УСЛОВИЕ ЗАДАНИЯ: Перепишите дословно отрывок из текста о механизме идентификации, начиная со слов «Очевидно, что художественный» и заканчивая словами «приобрел семантическую глубину.» включительно.

ТЕКСТ ДЛЯ ЧТЕНИЯ:
━━━━
Механизм идентификации лежит в основе многих литературных мотивов, например, двойничества, маски, метаморфозы, определяет оппозиции Я / не-Я, Я / Он. Так вырастают идентификации, основанные на самых различных принципах (имя, пол, конфессия и проч.); бывают они истинными и ложными. Виды идентификаций постоянно взаимодействуют, что порождает неопределенность смыслов, мерцающие значения.
Очевидно, что художественный текст, в отличие от научного, не нацелен только на истинные идентификации. Неоднозначность его стоит неизмеримо выше одномерности. Механизм идентификации определяет отношения воспринимающего (читателя, зрителя) с текстом, когда читатель (зритель) стремится к уподоблению самого себя с героем или автором, а автор выдает себя за героя. Кроме того, адекватное прочтение текста требует включения этого механизма. Каждый текст содержит явные или скрытые цитаты, отсылки к группе текстов или художественному направлению. Их нужно уметь идентифицировать, чтобы текст приобрел семантическую глубину.
━━━━
(Строки из коллекции)
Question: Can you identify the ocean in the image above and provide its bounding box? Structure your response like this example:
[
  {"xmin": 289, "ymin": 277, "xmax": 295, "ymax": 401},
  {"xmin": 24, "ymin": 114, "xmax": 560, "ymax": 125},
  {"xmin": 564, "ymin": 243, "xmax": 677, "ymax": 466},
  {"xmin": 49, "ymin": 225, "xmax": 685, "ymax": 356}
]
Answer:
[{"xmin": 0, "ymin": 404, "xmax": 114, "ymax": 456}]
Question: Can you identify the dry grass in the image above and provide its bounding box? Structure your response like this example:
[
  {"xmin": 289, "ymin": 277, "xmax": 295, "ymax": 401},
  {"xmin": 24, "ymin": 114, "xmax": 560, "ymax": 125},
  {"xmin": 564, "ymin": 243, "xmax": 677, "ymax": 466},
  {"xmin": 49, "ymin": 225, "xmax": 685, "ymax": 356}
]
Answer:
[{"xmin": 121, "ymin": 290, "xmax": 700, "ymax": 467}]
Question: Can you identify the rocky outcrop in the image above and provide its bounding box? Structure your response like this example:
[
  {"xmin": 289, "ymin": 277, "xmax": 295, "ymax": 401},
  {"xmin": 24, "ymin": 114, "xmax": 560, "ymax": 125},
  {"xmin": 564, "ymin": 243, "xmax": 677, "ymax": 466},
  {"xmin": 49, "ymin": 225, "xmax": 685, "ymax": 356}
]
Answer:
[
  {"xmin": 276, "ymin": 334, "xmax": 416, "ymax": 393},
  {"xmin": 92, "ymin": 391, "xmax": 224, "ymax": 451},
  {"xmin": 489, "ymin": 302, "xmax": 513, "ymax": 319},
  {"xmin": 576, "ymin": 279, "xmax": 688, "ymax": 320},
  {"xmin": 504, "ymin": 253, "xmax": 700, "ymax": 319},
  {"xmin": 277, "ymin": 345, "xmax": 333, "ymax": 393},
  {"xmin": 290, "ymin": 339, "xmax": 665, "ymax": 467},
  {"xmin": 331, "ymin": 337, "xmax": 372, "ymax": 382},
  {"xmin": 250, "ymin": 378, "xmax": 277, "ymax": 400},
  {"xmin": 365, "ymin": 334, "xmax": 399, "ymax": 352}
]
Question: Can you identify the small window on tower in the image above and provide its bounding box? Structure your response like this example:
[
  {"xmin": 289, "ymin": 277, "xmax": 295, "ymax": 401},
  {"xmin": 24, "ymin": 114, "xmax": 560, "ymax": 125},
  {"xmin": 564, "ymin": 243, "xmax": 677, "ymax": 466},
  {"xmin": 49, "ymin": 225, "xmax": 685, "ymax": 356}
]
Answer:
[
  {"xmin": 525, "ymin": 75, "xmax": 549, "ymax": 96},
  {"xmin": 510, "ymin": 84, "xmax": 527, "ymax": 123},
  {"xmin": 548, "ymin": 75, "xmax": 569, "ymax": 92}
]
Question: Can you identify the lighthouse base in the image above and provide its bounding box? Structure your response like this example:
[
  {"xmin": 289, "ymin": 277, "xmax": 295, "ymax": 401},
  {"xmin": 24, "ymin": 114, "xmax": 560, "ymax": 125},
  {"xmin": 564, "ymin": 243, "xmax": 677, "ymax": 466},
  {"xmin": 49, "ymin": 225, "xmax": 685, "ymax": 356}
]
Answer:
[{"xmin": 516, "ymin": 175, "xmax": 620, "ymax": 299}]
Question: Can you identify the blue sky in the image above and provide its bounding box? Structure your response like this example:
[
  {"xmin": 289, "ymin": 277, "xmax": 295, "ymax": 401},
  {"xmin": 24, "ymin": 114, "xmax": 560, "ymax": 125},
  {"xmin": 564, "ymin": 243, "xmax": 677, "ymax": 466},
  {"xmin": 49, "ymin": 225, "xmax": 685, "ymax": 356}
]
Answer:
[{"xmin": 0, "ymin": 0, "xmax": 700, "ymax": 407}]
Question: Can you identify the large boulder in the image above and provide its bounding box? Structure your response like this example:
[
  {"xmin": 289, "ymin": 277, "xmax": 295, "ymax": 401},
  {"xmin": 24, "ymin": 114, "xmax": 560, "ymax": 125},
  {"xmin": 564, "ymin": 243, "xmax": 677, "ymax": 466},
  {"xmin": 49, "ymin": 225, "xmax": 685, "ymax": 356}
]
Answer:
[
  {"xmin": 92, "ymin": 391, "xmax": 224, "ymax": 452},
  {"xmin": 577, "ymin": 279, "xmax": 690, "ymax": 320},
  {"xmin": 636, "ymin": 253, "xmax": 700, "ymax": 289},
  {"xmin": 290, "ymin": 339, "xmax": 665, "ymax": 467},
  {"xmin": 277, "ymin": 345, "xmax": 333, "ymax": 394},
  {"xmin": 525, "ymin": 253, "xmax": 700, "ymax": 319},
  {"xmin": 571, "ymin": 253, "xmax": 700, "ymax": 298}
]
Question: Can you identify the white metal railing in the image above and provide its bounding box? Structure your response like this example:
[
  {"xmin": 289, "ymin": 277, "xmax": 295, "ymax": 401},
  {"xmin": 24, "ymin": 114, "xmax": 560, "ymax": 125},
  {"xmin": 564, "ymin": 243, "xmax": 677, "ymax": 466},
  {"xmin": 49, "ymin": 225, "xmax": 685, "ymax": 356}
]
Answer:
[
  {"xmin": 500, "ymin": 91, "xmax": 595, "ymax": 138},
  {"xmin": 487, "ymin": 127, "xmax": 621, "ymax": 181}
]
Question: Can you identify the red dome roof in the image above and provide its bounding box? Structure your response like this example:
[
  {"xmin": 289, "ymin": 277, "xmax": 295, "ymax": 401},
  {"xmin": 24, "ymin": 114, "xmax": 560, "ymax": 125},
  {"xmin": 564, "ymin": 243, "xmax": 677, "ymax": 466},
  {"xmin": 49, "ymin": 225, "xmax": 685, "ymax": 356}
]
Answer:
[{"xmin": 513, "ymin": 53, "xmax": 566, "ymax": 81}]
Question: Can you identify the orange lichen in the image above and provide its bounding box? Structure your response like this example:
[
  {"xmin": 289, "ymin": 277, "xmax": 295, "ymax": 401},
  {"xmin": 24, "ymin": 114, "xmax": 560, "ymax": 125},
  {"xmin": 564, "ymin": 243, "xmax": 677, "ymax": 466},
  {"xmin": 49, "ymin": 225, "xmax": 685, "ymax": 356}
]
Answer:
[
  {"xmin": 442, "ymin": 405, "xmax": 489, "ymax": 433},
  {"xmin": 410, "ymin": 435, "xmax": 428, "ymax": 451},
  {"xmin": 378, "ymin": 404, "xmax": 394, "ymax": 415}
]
━━━━
ОТВЕТ К ЗАДАНИЮ:
Очевидно, что художественный текст, в отличие от научного, не нацелен только на истинные идентификации. Неоднозначность его стоит неизмеримо выше одномерности. Механизм идентификации определяет отношения воспринимающего (читателя, зрителя) с текстом, когда читатель (зритель) стремится к уподоблению самого себя с героем или автором, а автор выдает себя за героя. Кроме того, адекватное прочтение текста требует включения этого механизма. Каждый текст содержит явные или скрытые цитаты, отсылки к группе текстов или художественному направлению. Их нужно уметь идентифицировать, чтобы текст приобрел семантическую глубину.